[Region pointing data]
......

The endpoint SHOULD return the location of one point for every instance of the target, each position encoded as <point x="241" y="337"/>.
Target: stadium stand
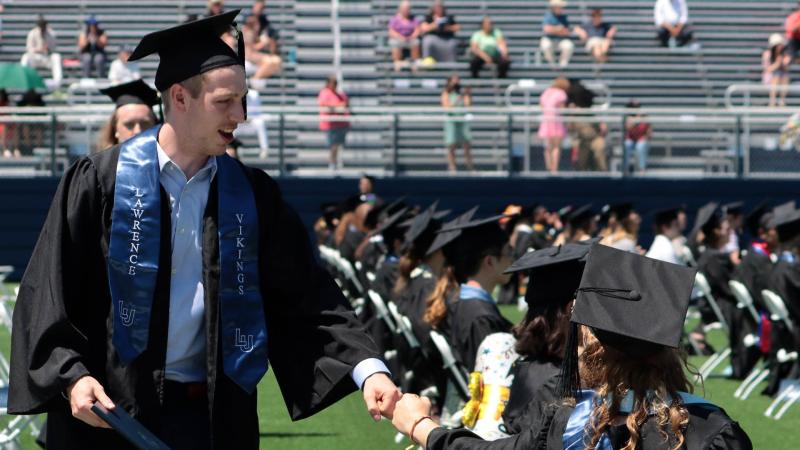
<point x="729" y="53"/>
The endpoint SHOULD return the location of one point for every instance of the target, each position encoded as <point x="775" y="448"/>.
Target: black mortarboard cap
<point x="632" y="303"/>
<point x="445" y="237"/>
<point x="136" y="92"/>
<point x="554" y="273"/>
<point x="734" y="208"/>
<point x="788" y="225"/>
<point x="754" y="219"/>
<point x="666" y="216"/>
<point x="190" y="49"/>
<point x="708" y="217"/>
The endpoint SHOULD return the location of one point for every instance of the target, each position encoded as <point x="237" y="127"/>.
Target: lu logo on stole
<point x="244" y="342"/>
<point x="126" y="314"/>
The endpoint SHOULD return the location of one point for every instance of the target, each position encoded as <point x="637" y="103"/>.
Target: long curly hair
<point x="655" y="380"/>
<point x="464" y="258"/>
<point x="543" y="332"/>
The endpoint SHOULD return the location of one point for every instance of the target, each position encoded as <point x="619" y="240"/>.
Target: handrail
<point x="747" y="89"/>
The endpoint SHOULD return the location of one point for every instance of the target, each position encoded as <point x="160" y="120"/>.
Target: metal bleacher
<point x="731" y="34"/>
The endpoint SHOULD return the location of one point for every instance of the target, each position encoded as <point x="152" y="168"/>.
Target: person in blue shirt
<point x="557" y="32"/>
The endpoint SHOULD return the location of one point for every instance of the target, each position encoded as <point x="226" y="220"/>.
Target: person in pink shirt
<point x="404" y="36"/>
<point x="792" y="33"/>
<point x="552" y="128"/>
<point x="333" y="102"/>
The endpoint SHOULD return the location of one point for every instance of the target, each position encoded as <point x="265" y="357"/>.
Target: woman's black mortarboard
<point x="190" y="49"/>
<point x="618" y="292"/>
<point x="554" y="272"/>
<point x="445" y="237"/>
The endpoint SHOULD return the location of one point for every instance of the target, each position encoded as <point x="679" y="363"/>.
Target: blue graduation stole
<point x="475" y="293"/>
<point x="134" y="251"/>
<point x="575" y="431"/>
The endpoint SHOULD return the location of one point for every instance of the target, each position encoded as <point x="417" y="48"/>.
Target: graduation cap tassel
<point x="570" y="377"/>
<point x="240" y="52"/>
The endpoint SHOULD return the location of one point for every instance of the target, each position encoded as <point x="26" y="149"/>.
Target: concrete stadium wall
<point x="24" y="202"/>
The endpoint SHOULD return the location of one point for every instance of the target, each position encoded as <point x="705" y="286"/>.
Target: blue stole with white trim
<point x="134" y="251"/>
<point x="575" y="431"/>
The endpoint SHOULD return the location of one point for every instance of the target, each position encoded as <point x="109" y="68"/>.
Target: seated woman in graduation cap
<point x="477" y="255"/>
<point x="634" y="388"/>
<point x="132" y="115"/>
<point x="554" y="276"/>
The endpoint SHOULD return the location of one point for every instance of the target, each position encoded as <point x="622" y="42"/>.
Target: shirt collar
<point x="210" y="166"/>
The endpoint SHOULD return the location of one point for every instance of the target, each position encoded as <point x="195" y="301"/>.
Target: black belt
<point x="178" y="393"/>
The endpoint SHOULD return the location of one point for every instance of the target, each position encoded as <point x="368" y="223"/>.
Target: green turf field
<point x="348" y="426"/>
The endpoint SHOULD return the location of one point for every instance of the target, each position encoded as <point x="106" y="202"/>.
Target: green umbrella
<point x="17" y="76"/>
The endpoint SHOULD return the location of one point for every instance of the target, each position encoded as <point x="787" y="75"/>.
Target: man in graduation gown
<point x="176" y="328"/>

......

Write out the entries again, exactly as given, skipping any images.

The endpoint SHOULD return the location of one point for every instance of the target, each position encoded as <point x="241" y="337"/>.
Target: stadium stand
<point x="729" y="53"/>
The endpoint SHOULD return the location of one point for every instance of the target, each position encoded as <point x="775" y="448"/>.
Target: black mortarboard cap
<point x="632" y="303"/>
<point x="445" y="237"/>
<point x="136" y="92"/>
<point x="554" y="273"/>
<point x="734" y="208"/>
<point x="788" y="225"/>
<point x="754" y="219"/>
<point x="666" y="216"/>
<point x="190" y="49"/>
<point x="708" y="217"/>
The endpoint SHOULD return the location of one point for every instance of the target, each position encoded as <point x="237" y="127"/>.
Target: lu logo on stole
<point x="244" y="342"/>
<point x="126" y="314"/>
The endpoint SHOULD return the location of one point for every instance of the target, each position encoded as <point x="637" y="103"/>.
Target: long curly hair
<point x="655" y="380"/>
<point x="464" y="258"/>
<point x="543" y="332"/>
The endpoint SHOULD return the location of one point for every instance of the target, each position encoded as <point x="619" y="240"/>.
Target: handrail
<point x="747" y="89"/>
The endpoint SHOULD return the location of one point for every instance of the target, each position encoded as <point x="160" y="120"/>.
Target: metal bleacher
<point x="731" y="34"/>
The endpoint SHOULD return the location of one point for every instance of the target, each position encoded as <point x="152" y="168"/>.
Target: person in blue shirt
<point x="557" y="32"/>
The endpoint SHOULD return the location of one point for every instance of the target, each position encoded as <point x="226" y="220"/>.
Target: person in pink shirt
<point x="404" y="36"/>
<point x="792" y="33"/>
<point x="552" y="128"/>
<point x="333" y="102"/>
The endpoint SHOULD return the location of one point for every instance of the target, each position encoded as <point x="265" y="357"/>.
Target: woman's black mortarboard
<point x="190" y="49"/>
<point x="618" y="292"/>
<point x="554" y="272"/>
<point x="445" y="237"/>
The endpoint SHOULD return the location of one point for every instance of the target, each position encoded as <point x="679" y="363"/>.
Target: blue graduation stole
<point x="475" y="293"/>
<point x="134" y="251"/>
<point x="575" y="431"/>
The endpoint SHOULD return the location of one point for every instance of the target, each position encoded as <point x="417" y="48"/>.
Target: graduation cap tassel
<point x="570" y="377"/>
<point x="240" y="52"/>
The endpoint SHOULD return the location of one point for every instance of the target, each position encoded as <point x="26" y="149"/>.
Target: concrete stadium wall
<point x="24" y="202"/>
The endpoint SHOULD return the location of one point for every instance of the target, each position encoded as <point x="705" y="286"/>.
Target: blue stole with white trim
<point x="134" y="251"/>
<point x="575" y="431"/>
The endpoint SHOULD return the location of one point for every instance of the target, each position encoded as <point x="109" y="68"/>.
Target: seated woman in graduation cap
<point x="477" y="255"/>
<point x="634" y="388"/>
<point x="132" y="115"/>
<point x="554" y="276"/>
The endpoint SHOULD return the location of one point for every instance of the target, each position encoded as <point x="622" y="42"/>.
Target: shirt collar
<point x="210" y="166"/>
The endpoint SHOULD return the location of one point for every instance of the target, each position encoded as <point x="195" y="301"/>.
Target: black belt
<point x="178" y="393"/>
The endpoint SHOULD return the location of one point for every instance of the target, each position encoded as <point x="368" y="223"/>.
Target: green turf field
<point x="348" y="426"/>
The endpoint SHOULD return the location of one point for every instance of the target, each position encoded as <point x="106" y="202"/>.
Target: green umbrella
<point x="17" y="76"/>
The endpoint SHOULD return the location of one point for every instance of the target, each position encoded as <point x="787" y="75"/>.
Target: man in graduation gown
<point x="176" y="328"/>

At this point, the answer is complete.